▸ **Written exercise**:
Return every line of the records below word for word, omitting the pictures.

▸ **Data section**:
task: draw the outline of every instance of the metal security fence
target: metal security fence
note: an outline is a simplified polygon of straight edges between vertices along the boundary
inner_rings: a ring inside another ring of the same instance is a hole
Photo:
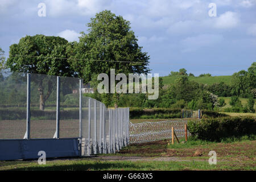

▸ **Reply to the exercise**:
task: draw the outline of every instance of the metal security fence
target: metal security fence
note: an outline is a simplified polygon of straight edges between vertices along the boundary
inner_rings: a ring inside another ring of the same instance is a hole
Photo:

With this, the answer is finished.